───── Information shown ─────

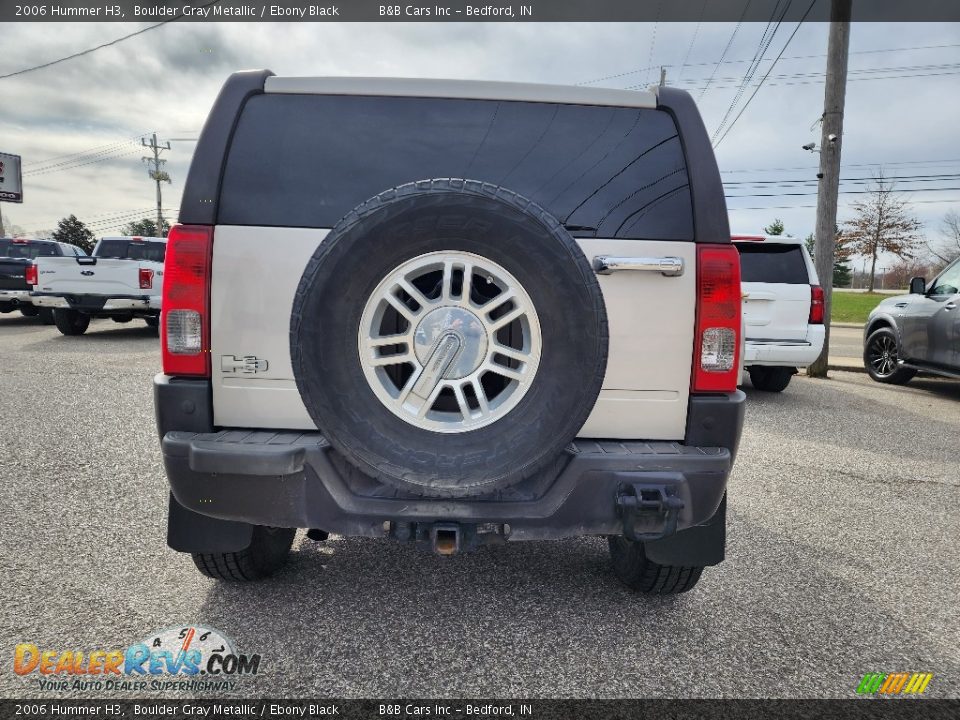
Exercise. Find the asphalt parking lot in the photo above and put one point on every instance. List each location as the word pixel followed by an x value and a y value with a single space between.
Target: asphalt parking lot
pixel 843 557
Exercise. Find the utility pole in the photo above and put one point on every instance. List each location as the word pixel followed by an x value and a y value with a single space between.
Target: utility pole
pixel 156 173
pixel 831 143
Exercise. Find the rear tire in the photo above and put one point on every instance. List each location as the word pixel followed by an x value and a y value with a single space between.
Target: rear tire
pixel 268 551
pixel 880 355
pixel 71 322
pixel 507 422
pixel 770 379
pixel 633 569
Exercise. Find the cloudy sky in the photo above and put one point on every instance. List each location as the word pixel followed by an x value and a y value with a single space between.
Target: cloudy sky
pixel 78 124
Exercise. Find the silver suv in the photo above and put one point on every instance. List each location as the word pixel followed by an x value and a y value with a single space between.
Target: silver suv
pixel 451 313
pixel 916 332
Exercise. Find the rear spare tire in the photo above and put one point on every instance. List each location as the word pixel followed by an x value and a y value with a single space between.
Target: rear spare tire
pixel 449 338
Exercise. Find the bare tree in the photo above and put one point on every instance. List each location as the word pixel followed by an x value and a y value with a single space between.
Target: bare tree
pixel 901 272
pixel 947 248
pixel 883 223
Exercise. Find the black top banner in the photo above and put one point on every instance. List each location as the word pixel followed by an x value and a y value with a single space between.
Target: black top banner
pixel 393 709
pixel 458 11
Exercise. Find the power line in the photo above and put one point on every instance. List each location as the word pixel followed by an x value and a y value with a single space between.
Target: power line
pixel 696 31
pixel 947 201
pixel 115 156
pixel 723 61
pixel 747 104
pixel 762 48
pixel 40 164
pixel 842 192
pixel 848 165
pixel 812 181
pixel 724 54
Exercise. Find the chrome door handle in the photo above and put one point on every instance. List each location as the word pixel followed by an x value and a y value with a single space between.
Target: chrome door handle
pixel 668 266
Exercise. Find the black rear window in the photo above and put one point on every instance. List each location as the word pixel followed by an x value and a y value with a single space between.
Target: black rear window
pixel 770 262
pixel 132 250
pixel 306 160
pixel 29 250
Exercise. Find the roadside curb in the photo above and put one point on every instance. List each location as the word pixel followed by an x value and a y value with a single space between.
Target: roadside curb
pixel 852 367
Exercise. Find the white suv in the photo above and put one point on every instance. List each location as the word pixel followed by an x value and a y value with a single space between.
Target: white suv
pixel 782 308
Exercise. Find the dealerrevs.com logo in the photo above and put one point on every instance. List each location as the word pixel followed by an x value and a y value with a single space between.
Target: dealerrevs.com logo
pixel 894 683
pixel 192 658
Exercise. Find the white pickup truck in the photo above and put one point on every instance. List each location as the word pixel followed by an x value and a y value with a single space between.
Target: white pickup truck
pixel 123 279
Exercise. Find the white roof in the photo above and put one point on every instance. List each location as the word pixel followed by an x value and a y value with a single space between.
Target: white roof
pixel 463 89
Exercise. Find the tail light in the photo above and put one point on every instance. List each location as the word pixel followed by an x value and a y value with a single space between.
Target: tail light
pixel 716 362
pixel 185 337
pixel 816 305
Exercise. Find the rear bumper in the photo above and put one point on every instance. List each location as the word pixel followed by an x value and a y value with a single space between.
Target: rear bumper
pixel 786 353
pixel 292 479
pixel 96 303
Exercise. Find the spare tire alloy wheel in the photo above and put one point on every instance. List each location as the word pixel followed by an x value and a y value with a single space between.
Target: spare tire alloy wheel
pixel 449 338
pixel 455 310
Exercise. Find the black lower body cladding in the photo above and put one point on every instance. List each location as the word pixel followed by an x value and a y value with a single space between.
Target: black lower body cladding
pixel 475 220
pixel 226 483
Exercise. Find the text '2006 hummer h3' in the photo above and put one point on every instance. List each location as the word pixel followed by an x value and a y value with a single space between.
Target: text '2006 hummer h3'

─────

◆ What needs to be done:
Word for word, repeat each line of the records, and leave every image out.

◆ Output of the exercise:
Exercise. Find the asphalt parking lot in the photo above and put one point on every instance. List each location as the word pixel followed by an x value and a y value with a single space between.
Target: asphalt parking lot
pixel 843 557
Exercise. Find the utility pole in the photo above and put one point on every instance. List each location as the word pixel followed by an x value and a y value with a single space between.
Target: utility pole
pixel 156 173
pixel 831 143
Exercise. Find the rear tire in the photo above and put one point on every instance. List each location as the word pixel followed by an x value and a y value with a single space between.
Target: rear tire
pixel 268 551
pixel 880 355
pixel 71 322
pixel 507 422
pixel 770 379
pixel 633 569
Exercise. Find the cloudy sky in the photo above and put one point on every instance. List each location as the word pixel followed by an x value and a y value with a single space between.
Target: cloudy sky
pixel 78 124
Exercise. Find the silver suv in the photo above and put one point on every instance. List each location as the word pixel followed by an x value and a y value with a single space between.
Target: silver suv
pixel 451 313
pixel 916 332
Exercise. Find the rear spare tire in the photo above and put one point on every instance. List each location as the word pixel followed by an x value and a y value with a single space between.
Target: rear spare tire
pixel 449 338
Exercise. Find the bare tree in the photo above and put one point on every instance. List each location as the word pixel followed by an x value and a y value with a single space between.
Target: bare tree
pixel 901 272
pixel 947 248
pixel 883 223
Exercise. Find the black top banner in the photo above and put one point on every instance. List each location as the word pixel followed by an x value and a y value with a single space between.
Target: black top banner
pixel 393 709
pixel 458 11
Exercise. Find the power line in the photo above and put one point on every instance. List each location as the word pixel followed by an x value and a y value with a single space between.
Target: power line
pixel 696 31
pixel 947 201
pixel 115 156
pixel 723 61
pixel 747 104
pixel 762 48
pixel 40 164
pixel 842 192
pixel 848 165
pixel 812 181
pixel 724 54
Exercise. Find the chrome door handle in the photo above and put one point on every instance. List each location as the word pixel followed by an x value and a y value with a single space between.
Target: chrome door handle
pixel 668 266
Exercise. Find the black rear window in the photo above and put one point on every instance. List each location as the word pixel followed by an x value and a y value with a single space between.
Target: black rear window
pixel 770 262
pixel 132 250
pixel 306 160
pixel 29 250
Exercise. Find the roadside curb in the photo above and put one point on every instance. List each location as the word pixel followed by an x value and a y value with a single space between.
Target: roadside curb
pixel 852 367
Exercise. Find the white suv in the photo above and put one point on every instance. List each location as the word pixel followed by an x value and a y value with a single space between.
Target: white suv
pixel 782 308
Exercise. Find the dealerrevs.com logo in the photo above and put one point on every instance. List each location as the word pixel followed by an x value and a y value with a single space between.
Target: dealerrevs.com logo
pixel 894 683
pixel 192 658
Exercise. Find the white pickup truck in the photo above and put one point on every instance. List each location as the word pixel followed by an x value and a y value with a single space between.
Target: white pickup truck
pixel 123 279
Exercise. Find the white roof in the photo above and put one point on every instance. List each location as the word pixel followed by an x value and a y value with a single space between.
Target: white roof
pixel 463 89
Exercise. Find the tail light in the photo above and put one point on every instance. List each location as the word pixel followed by an x value and a y value with a single space between.
Target: tail light
pixel 716 362
pixel 185 337
pixel 816 305
Exercise. Find the rear bumper in the photo above and put one point on every instance. List each location as the word pixel followed by an x value and a y value with a single space between.
Target: rear bumper
pixel 786 353
pixel 292 479
pixel 96 303
Exercise. Find the spare tire alloy wheel in the photo above and put one point on every instance. List each location as the word pixel followed by an x value and a y value with a single space between.
Target: spare tire alloy wheel
pixel 449 338
pixel 455 310
Exercise. Find the black lower body cladding in the photo above and put one point on every instance. List each location as the word pixel followed by an x value and a y value with a single space between.
Target: black lower body cladding
pixel 475 220
pixel 226 483
Exercise. Find the text '2006 hummer h3' in the photo above and put one point on every instance. List each location as the word pixel followed by an x value and a y value with a single space between.
Target: text '2006 hummer h3'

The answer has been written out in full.